§ Directive:
Rewrite every one of the records below with each "tree bark" changed to "tree trunk" and nothing else altered, leaving out the pictures.

(Records from a data collection)
— BEGIN —
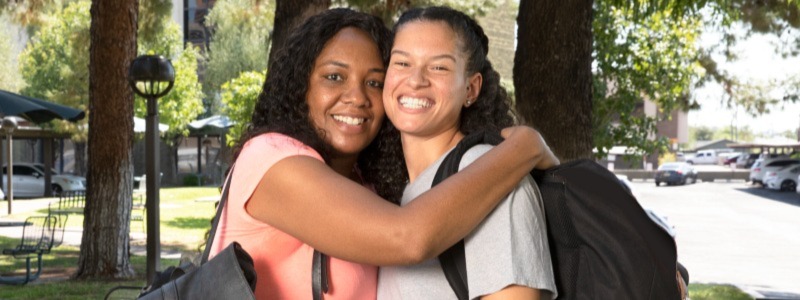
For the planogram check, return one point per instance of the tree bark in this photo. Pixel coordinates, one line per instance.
(288, 15)
(79, 153)
(552, 73)
(105, 245)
— END —
§ Output below:
For the planogram check, return one point per instance of the tree trunk in this photo. Pixel coordinates, one line per instance.
(288, 15)
(79, 153)
(552, 73)
(105, 245)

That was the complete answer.